Problem statement:
The required output is the exact sequence of lines from the line holding "Check that each instance of the boat lift" to the end of the records, inclusive.
════════════════════
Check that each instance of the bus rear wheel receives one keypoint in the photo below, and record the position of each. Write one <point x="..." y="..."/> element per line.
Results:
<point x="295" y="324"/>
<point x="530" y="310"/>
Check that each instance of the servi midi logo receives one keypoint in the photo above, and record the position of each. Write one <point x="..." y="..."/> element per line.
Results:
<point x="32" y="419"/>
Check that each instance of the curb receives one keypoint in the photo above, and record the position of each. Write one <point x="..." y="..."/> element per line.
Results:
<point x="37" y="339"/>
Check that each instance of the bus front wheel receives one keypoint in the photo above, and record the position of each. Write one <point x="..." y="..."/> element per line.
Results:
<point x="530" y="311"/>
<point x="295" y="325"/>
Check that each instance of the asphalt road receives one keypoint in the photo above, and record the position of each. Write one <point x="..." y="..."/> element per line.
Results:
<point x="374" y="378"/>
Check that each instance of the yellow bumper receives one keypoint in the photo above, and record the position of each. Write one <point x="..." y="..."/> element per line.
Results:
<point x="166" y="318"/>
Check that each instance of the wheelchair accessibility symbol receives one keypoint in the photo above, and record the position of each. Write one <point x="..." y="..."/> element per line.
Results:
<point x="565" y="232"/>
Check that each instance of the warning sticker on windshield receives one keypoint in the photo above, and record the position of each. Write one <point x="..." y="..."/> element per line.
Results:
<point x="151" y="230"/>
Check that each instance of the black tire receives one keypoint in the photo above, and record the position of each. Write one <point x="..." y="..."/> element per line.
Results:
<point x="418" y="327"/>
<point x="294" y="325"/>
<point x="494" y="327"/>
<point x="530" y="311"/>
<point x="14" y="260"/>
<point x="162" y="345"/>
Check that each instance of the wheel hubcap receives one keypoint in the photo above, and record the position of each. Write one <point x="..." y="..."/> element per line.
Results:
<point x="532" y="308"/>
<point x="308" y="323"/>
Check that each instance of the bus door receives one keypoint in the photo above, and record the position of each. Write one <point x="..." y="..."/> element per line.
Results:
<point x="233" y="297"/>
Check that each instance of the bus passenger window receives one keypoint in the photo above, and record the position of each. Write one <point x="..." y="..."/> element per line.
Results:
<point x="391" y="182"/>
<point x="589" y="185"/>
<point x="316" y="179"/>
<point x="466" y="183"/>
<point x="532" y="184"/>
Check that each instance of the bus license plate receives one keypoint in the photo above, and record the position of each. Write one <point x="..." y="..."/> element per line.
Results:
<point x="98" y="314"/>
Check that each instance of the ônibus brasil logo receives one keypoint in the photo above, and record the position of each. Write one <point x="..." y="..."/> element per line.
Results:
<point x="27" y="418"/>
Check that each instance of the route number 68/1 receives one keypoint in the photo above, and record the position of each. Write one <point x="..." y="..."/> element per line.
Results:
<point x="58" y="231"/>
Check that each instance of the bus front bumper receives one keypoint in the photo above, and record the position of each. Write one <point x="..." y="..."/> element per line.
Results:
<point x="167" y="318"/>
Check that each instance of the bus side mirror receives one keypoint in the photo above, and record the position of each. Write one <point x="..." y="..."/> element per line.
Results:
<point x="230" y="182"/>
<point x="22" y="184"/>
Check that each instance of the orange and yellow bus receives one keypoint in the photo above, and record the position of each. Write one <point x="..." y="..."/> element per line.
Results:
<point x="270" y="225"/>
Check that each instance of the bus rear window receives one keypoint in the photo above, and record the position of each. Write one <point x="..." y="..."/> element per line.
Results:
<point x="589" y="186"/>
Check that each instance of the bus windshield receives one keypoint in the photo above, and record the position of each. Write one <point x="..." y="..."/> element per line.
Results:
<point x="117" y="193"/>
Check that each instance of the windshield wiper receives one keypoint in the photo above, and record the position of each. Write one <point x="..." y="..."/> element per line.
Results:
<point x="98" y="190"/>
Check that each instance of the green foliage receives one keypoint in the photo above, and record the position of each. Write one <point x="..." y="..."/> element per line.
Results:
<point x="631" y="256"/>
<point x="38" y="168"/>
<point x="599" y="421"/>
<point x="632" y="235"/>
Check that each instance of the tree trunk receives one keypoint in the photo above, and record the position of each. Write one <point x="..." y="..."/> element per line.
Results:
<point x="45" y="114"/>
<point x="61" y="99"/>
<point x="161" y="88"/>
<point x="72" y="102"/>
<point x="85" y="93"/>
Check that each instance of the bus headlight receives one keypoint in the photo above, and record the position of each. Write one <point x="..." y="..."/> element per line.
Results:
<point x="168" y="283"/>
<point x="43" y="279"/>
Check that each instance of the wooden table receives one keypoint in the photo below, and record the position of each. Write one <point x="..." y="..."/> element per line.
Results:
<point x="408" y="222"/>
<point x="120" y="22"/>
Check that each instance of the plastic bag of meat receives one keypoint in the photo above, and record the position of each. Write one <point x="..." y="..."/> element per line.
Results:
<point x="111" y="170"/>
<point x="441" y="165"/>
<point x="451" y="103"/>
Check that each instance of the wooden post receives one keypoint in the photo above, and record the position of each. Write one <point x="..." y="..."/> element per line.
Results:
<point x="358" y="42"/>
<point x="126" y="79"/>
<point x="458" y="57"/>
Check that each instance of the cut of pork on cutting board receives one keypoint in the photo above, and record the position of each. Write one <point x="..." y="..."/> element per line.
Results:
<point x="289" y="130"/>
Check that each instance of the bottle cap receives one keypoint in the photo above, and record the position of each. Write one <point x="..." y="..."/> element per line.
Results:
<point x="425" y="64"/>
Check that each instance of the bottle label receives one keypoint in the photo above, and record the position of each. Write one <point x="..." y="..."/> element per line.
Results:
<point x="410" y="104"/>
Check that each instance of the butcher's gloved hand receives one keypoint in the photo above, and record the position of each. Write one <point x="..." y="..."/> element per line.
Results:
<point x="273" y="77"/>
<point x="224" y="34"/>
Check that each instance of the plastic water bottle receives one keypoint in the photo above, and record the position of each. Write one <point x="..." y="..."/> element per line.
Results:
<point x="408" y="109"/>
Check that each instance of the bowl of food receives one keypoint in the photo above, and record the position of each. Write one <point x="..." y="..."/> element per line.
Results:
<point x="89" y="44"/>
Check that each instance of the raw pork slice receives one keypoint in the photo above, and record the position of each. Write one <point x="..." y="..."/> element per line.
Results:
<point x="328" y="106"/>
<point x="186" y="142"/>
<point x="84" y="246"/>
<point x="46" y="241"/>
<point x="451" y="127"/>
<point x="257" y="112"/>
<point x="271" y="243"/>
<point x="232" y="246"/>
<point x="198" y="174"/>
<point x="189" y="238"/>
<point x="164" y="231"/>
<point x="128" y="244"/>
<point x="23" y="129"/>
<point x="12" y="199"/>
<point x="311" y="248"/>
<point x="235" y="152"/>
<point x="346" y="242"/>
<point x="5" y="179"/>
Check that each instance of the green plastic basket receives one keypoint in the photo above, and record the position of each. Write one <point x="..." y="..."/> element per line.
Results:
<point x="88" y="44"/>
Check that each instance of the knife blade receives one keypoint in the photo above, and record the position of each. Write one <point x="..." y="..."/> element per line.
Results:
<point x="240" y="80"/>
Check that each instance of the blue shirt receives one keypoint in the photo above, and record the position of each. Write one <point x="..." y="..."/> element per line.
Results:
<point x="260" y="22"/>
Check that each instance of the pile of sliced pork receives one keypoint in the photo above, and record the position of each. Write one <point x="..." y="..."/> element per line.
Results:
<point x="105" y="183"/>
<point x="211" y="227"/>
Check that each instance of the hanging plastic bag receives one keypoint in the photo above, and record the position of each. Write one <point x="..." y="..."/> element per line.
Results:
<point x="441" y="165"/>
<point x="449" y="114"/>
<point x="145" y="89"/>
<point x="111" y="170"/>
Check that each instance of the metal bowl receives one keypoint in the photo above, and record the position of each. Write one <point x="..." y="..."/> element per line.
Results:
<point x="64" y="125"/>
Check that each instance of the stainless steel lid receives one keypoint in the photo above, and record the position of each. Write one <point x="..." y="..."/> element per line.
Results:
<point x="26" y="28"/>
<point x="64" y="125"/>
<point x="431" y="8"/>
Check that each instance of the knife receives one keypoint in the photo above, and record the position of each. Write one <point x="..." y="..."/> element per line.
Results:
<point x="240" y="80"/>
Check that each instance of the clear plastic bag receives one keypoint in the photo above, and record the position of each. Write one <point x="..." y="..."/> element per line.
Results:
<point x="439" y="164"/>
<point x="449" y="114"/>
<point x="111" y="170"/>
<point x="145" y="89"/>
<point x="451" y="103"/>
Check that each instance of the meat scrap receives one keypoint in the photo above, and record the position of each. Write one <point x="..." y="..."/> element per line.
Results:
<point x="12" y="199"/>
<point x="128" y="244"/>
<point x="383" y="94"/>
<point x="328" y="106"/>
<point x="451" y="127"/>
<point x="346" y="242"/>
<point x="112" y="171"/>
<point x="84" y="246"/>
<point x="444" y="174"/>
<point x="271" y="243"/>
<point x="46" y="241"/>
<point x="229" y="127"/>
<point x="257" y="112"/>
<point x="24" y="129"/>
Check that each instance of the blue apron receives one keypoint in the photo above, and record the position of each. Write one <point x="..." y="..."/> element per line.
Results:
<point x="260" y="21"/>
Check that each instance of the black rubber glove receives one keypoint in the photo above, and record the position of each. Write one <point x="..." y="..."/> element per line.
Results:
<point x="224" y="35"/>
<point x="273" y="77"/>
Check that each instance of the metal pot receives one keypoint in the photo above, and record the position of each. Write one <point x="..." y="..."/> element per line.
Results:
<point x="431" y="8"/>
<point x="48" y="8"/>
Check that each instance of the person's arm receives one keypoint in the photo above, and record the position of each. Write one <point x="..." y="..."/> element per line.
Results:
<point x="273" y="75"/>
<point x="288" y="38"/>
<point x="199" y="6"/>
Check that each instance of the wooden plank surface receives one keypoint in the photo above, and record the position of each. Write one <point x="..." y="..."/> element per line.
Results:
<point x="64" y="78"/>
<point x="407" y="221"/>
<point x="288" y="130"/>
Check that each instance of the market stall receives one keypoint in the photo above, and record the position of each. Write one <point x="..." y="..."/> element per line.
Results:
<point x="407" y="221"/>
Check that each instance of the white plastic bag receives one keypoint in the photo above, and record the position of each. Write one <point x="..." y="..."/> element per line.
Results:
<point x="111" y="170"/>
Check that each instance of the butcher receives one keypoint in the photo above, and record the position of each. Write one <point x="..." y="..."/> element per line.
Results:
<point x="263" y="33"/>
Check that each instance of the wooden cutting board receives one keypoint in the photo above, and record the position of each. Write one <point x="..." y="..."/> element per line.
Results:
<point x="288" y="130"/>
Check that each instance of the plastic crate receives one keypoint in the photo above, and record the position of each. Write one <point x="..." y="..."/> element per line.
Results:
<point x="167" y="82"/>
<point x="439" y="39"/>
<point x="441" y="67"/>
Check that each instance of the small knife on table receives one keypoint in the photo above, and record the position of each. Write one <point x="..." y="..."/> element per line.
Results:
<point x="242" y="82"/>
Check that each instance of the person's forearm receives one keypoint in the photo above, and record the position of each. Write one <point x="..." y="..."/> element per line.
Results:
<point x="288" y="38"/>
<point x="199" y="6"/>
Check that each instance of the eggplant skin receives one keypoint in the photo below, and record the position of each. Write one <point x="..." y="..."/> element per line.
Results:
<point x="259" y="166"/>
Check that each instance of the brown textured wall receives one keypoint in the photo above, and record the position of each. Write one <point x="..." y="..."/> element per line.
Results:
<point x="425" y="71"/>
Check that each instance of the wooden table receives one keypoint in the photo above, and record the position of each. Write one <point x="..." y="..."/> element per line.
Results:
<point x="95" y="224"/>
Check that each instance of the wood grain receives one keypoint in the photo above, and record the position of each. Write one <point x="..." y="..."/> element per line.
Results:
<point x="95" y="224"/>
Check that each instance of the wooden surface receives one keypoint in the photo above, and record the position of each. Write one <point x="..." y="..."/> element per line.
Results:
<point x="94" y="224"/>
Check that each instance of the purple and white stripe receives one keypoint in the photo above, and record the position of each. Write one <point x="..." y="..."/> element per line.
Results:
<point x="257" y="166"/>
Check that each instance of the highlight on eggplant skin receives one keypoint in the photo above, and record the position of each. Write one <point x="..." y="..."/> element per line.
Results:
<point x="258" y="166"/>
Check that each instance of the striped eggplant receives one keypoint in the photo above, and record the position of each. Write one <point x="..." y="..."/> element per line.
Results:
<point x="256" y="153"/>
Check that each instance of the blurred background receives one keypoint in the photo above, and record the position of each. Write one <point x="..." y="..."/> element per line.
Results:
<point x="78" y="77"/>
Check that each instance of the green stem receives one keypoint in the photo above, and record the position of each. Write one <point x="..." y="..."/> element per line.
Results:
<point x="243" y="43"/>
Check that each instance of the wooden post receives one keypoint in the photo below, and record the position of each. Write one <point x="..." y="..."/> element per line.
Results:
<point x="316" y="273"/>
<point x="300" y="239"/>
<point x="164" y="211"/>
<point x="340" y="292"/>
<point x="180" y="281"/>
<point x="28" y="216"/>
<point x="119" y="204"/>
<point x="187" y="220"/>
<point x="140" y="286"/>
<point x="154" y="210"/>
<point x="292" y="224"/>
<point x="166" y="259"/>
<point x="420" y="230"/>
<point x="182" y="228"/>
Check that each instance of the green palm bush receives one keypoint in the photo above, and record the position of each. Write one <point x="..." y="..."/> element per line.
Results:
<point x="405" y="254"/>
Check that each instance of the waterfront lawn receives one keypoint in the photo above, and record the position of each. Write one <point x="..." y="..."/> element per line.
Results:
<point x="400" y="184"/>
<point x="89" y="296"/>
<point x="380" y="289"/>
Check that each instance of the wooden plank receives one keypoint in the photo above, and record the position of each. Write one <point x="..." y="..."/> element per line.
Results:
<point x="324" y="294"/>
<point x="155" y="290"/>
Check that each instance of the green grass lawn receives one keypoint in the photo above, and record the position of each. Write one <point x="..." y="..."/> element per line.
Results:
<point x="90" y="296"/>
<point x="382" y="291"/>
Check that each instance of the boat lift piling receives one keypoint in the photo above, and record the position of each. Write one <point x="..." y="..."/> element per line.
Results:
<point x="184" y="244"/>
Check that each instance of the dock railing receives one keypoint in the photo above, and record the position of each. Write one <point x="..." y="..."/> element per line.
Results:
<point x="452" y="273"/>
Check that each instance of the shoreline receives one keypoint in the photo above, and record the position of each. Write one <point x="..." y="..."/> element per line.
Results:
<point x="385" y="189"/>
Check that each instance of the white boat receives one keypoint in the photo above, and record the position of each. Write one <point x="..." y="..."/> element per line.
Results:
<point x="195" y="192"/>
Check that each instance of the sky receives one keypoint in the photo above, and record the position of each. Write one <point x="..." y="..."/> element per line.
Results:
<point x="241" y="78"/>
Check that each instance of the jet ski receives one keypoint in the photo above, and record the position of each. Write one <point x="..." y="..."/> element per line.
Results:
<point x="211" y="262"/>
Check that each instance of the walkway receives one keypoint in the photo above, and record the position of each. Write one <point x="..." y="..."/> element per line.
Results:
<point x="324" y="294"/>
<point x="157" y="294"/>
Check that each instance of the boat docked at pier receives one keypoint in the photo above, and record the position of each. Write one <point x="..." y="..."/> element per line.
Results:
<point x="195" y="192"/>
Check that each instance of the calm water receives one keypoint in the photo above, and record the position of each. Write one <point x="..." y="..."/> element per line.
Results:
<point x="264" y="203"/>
════════════════════
Worked solution:
Check that each instance of the boat lift piling receives one keypoint in the photo above, and record the position of each. Write one <point x="..." y="..."/> element per line.
Results:
<point x="184" y="244"/>
Check that each instance of the dock railing receives one keypoint in the photo above, and record the position of each. Write one <point x="..." y="..."/> element per line.
Results:
<point x="452" y="273"/>
Check that each instance of the shoreline receives one keypoint in the photo above, and record the position of each. Write one <point x="..." y="..."/> element per line.
Results:
<point x="385" y="189"/>
Check that each instance of the white boat receives one keypoint in the photo above, and record the position of each. Write one <point x="..." y="..."/> element per line.
Results:
<point x="195" y="192"/>
Check that each instance of the sky receives one keypoint in the photo above, and record the position of each. Write one <point x="..." y="..."/> element per line.
Results:
<point x="241" y="78"/>
Check that each instance of the jet ski receives one keypoint in the photo above, and record the position of each. Write one <point x="..." y="..."/> element per line.
Results:
<point x="211" y="262"/>
Check that each instance of the walkway receives one keypoint in the photo above, and record the position of each. Write one <point x="..." y="..."/> element per line.
Results:
<point x="324" y="294"/>
<point x="157" y="294"/>
Check that each instance of the boat docked at pier receives one keypoint in the photo above, and record the position of each. Write one <point x="..." y="..."/> element per line.
Results:
<point x="195" y="192"/>
Check that each instance of the calm water receives one keypoint in the photo above, and record the position of each. Write one <point x="..." y="..."/> element per line.
Results:
<point x="264" y="203"/>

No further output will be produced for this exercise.